**Directive:** Edit the material below so that every "write the coordinates" becomes "list the coordinates", keeping all other text unchanged.

------------------------

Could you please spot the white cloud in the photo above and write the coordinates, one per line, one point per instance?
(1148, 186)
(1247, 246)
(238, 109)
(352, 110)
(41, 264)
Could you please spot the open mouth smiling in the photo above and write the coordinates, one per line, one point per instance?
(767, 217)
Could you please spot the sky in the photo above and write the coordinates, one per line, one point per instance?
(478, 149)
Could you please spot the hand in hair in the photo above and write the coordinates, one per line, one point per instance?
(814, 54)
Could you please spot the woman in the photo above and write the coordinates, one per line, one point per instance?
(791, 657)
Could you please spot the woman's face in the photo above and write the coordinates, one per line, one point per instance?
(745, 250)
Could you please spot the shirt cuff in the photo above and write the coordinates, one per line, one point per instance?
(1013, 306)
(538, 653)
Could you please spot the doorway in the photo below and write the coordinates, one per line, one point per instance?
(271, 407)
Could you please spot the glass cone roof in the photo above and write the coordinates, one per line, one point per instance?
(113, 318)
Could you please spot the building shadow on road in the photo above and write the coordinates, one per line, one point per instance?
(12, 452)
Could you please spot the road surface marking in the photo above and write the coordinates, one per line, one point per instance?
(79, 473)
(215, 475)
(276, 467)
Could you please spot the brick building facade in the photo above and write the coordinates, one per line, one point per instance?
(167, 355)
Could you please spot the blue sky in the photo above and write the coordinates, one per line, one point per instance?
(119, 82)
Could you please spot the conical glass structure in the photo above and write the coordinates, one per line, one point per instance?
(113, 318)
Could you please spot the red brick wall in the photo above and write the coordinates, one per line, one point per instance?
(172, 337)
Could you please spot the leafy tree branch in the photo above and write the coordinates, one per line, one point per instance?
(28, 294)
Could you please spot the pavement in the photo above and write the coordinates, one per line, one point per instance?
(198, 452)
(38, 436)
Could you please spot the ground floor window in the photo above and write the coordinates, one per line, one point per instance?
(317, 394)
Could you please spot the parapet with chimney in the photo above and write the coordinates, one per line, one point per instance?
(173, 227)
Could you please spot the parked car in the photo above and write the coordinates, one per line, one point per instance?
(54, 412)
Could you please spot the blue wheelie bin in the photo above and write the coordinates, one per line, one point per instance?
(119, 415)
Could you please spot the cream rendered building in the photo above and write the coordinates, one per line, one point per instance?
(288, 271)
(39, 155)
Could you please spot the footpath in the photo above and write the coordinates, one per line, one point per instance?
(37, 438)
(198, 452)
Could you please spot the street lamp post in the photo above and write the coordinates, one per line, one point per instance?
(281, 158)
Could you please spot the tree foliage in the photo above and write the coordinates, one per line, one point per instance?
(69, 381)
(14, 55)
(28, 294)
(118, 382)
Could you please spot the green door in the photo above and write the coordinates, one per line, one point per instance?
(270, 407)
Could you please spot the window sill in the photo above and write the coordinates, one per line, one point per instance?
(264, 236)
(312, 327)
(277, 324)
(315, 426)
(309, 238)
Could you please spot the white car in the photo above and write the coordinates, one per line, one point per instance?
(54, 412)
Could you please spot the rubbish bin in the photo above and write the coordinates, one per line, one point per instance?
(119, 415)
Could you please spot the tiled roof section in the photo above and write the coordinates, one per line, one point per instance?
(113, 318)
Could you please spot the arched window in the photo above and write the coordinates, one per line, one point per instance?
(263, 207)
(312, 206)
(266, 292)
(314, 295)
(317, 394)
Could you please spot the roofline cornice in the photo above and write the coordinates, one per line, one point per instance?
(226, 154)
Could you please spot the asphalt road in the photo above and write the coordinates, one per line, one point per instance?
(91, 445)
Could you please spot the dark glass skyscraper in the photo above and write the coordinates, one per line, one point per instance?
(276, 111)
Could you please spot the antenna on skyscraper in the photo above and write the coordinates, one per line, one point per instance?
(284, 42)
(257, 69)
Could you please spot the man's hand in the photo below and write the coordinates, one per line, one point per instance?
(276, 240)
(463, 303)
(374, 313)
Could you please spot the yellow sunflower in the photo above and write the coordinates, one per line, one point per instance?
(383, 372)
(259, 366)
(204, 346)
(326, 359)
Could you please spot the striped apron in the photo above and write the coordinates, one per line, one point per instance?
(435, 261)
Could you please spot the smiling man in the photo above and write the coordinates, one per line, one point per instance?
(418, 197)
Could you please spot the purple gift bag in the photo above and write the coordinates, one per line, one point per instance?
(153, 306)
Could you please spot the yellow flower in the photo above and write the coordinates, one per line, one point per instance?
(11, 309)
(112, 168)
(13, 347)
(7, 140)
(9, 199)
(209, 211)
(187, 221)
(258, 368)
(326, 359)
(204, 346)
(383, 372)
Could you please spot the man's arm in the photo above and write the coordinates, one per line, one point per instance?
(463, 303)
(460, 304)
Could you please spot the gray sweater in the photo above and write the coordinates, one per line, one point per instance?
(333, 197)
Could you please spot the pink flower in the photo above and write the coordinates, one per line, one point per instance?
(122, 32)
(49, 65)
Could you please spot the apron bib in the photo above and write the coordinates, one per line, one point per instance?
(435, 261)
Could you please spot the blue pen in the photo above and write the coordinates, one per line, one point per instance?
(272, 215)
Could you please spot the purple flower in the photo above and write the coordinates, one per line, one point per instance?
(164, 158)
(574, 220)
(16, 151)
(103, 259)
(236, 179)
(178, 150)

------------------------

**Result for this task:**
Could you please spot the white cloud in the photo above and list the coordinates, one per line, one point per instance?
(1148, 186)
(1247, 246)
(238, 109)
(352, 110)
(41, 264)
Could you please spot the open mouth smiling in the photo above and list the coordinates, one per line, one point per instance?
(767, 217)
Could you please spot the sky in the photo above and list the coordinates, one per line, one point per instance?
(478, 149)
Could you please spot the hand in hair in the photo above and list the coordinates, one per line, one point per instance?
(814, 54)
Could you please spot the woman in the photo above and list the coordinates, one per line, one point per instance?
(791, 657)
Could you please spot the woman's face in the photo above and list the coordinates, one per line, one point per instance?
(745, 250)
Could you please spot the shirt cuff in the photo above and list the coordinates, one per line, one point per instance?
(1013, 306)
(538, 653)
Could you please spot the doorway in the photo below and list the coordinates, one per line, one point per instance?
(271, 407)
Could you please spot the glass cone roof in the photo above and list the coordinates, one per line, one point per instance?
(113, 318)
Could you please spot the building shadow on road in the photo above and list the coordinates, one per line, one point per instance?
(12, 452)
Could you please spot the road surface marking in the photo above and list the coordinates, one per line, one point per instance?
(79, 473)
(215, 475)
(276, 467)
Could you please spot the brick building facade in the photo above and list the coordinates, one per line, one point per instance?
(167, 355)
Could you please spot the blue sky in the photo above and list the coordinates, one per line, one point per instance?
(119, 82)
Could you please spot the conical glass structure in the photo above and list the coordinates, one per line, one point per instance?
(113, 318)
Could you please spot the red brick wall in the photo above and list the coordinates, one per line, one point per instance?
(172, 337)
Could you please spot the leafy tree branch in the photo above and list the coordinates, one per line, one point per instance?
(28, 294)
Could you please spot the pavement in the photo above and list the coordinates, one per line, one point per instance?
(198, 452)
(38, 436)
Could you please spot the ground floor window in the photo above and list the coordinates, one per line, one point per instance?
(317, 394)
Could you please spot the parapet with chimney in the photo above and list the coordinates, one per line, one point per instance?
(173, 227)
Could you please spot the parked car in the photo above and list the coordinates, one per line, one point per instance?
(54, 412)
Could you please spot the blue wheelie bin in the photo above and list the coordinates, one per line, one point per instance?
(119, 415)
Could you please spot the cream rendered building in the photo above and list the coordinates, one per line, one point per instance?
(288, 271)
(39, 155)
Could you please spot the footpath in the photo above and list the coordinates, one per line, one point per instance?
(37, 438)
(198, 452)
Could you please spot the street lamp post in the photo above and list the coordinates, one per line, one point per instance?
(281, 158)
Could you please spot the tree foliage in the photo above and list the coordinates, one per line, one point per instance?
(69, 381)
(14, 55)
(28, 294)
(118, 382)
Could you please spot the green door in the photo above and list the coordinates, one per line, one point per instance?
(270, 407)
Could you please spot the window sill in the photo above and list the coordinates, one per line, one point per instance?
(264, 236)
(312, 327)
(277, 324)
(315, 426)
(309, 238)
Could you please spot the white car in the photo above and list the coordinates, one per line, one point per instance?
(54, 412)
Could you please spot the rubbish bin in the photo above and list the coordinates, one per line, one point per instance?
(119, 415)
Could you please spot the tiled roof section in the photo above and list the coordinates, one per line, one point per instance?
(113, 318)
Could you please spot the arched window in the photo above and list the coordinates, one per line, one point per instance?
(263, 207)
(312, 206)
(266, 292)
(314, 295)
(317, 394)
Could you please spot the roofline cornice in the photo above and list the coordinates, one per line, one point per instance?
(226, 154)
Could you please spot the asphalt road in the photo above and list the coordinates, one per line, one point per instance?
(91, 445)
Could you please spot the dark glass skyscraper in the photo above and list the coordinates, one per line, one point per instance?
(276, 111)
Could you please spot the antenna on skyscraper in the photo above and list the coordinates, one per line, one point per instance?
(284, 42)
(257, 69)
Could you please spot the man's hand in the photo below and list the coordinates, one per line, one point per instance?
(276, 240)
(463, 303)
(374, 313)
Could you please spot the yellow sunflower in the photo above and list the coordinates, one per line, one point per instance?
(383, 372)
(259, 366)
(204, 346)
(326, 359)
Could you please spot the striped apron in the photo above and list the coordinates, one per line, one point per instance?
(435, 261)
Could you please spot the smiling man in the photo above and list the coordinates, one per line, one point per instance?
(418, 197)
Could you please spot the purple gift bag in the photo above and list the coordinates, one per line, one point per instance?
(153, 306)
Could you please spot the yellow flower in the photo above and list the coordinates, one per line, one point per instance?
(11, 309)
(112, 168)
(13, 347)
(7, 140)
(9, 199)
(209, 211)
(187, 221)
(258, 368)
(326, 359)
(204, 346)
(383, 372)
Could you please spot the man's arm in the photo above and list the coordinates, one per line, one point per instance?
(463, 303)
(460, 304)
Could you please spot the gray sweater in the photo above and list the coordinates, one per line, one point per instance?
(333, 197)
Could you please spot the pink flower in the photo above and list the coordinates, one per line, one point per instance?
(122, 32)
(49, 65)
Could you please spot the apron bib in the photo above and list the coordinates, one per line, one point per instance?
(435, 261)
Could you please spot the blue pen in the photo above and list the coordinates, one per line, one point per instance?
(272, 215)
Could you please spot the purple flower in the photo above and list the coordinates, one per line, one point per instance?
(164, 158)
(574, 220)
(16, 151)
(103, 259)
(236, 179)
(178, 150)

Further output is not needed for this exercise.